Excerpt provided.
With that, Barlow set out to position the family business as "the original buttermints company," despite the fact that the company was only founded a few years ago. Clark explains that adopting the not-yet-trademarked Buttermints moniker would, in theory, cast his competitors as "copycats." (I was duped by this. It wasn't until I read the fine print on the Buttermints packaging that I saw the words "established in 2013.")

Positioning your brand-new company as The Original takes some guts. Fortunately, Barlow was confident in his wares. "I started giving them out to people, and their reactions are priceless," he says. "We have a better product than a lot of people because we're not using corn syrup and those types of ingredients. We also offer flavors unlike anyone else. We have a big vision, and that's what's going to take us worldwide."

When Barlow says "flavors unlike anyone else," he means it. It's not just the blue agave sweetener and essential oils that set Buttermints apart; at this point, the brand has 21 flavors on the market, but Barlow claims they've concocted a total of 46. His personal favorite? Raspberry lemonade. "The older generation understands what buttermints are, but they've never seen them in a key lime flavor," Barlow says, laughing.

Raw data.

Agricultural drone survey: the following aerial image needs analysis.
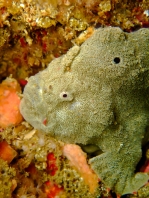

Problems to work on.
- a) Retype the Buttermints passage from "Positioning your brand-new" to "Barlow says, laughing.".
- b) Write what comes next in the Buttermints article, picking up after its final sentence.
The material has no connection to the text about Buttermints.

Your responses.
- a)
Positioning your brand-new company as The Original takes some guts. Fortunately, Barlow was confident in his wares. "I started giving them out to people, and their reactions are priceless," he says. "We have a better product than a lot of people because we're not using corn syrup and those types of ingredients. We also offer flavors unlike anyone else. We have a big vision, and that's what's going to take us worldwide."

When Barlow says "flavors unlike anyone else," he means it. It's not just the blue agave sweetener and essential oils that set Buttermints apart; at this point, the brand has 21 flavors on the market, but Barlow claims they've concocted a total of 46. His personal favorite? Raspberry lemonade. "The older generation understands what buttermints are, but they've never seen them in a key lime flavor," Barlow says, laughing.

- b)
Of course, before they could concoct 46 flavors (some of them questionable), the Buttermints team had to tweak Barlow's grandmother's original recipe. "The challenge was that her cookbook featured the old ingredients, and it was very specific," Barlow says. "Unfortunately, you can't just go and buy the specific brand of butter and sugar recommended in her day, because they don't exist anymore."

The Buttermints culinary team was forced to guesstimate. "It took them 20 or 30 tries before they got a batch to come out right," Barlow says. "When we first started doing it [on a larger scale], we were lucky if we got one out of every 10 batches to work." In hopes of establishing some consistency for the brand's massive eight-pound batches, the team tinkered with everything from room temperature and humidity to sugar brands.

Eventually, the recipe was perfected, and the business was born—but how could this fledgeling operation set itself apart from legacy candy companies with major contracts, like Hospitality Mints, which, per the brand's website, sells more than 1.6 billion mints annually? Even smaller operations—like Arnold's Candies, in business since 1953—do big buttermints business.

"Buttermints have remained a best seller for us for all of the reasons you would expect," says Rachel Wood, Arnold's Candies director of quality control and operations. "The nostalgia... is like no other. Whether you remember them from your favorite meal at a restaurant or that candy dish you snuck into at grandma's house, they have been in our lives for so long we find a place in our hearts for them that just can't be replaced by any old mint. That is why our buttermints have remained a best seller for us."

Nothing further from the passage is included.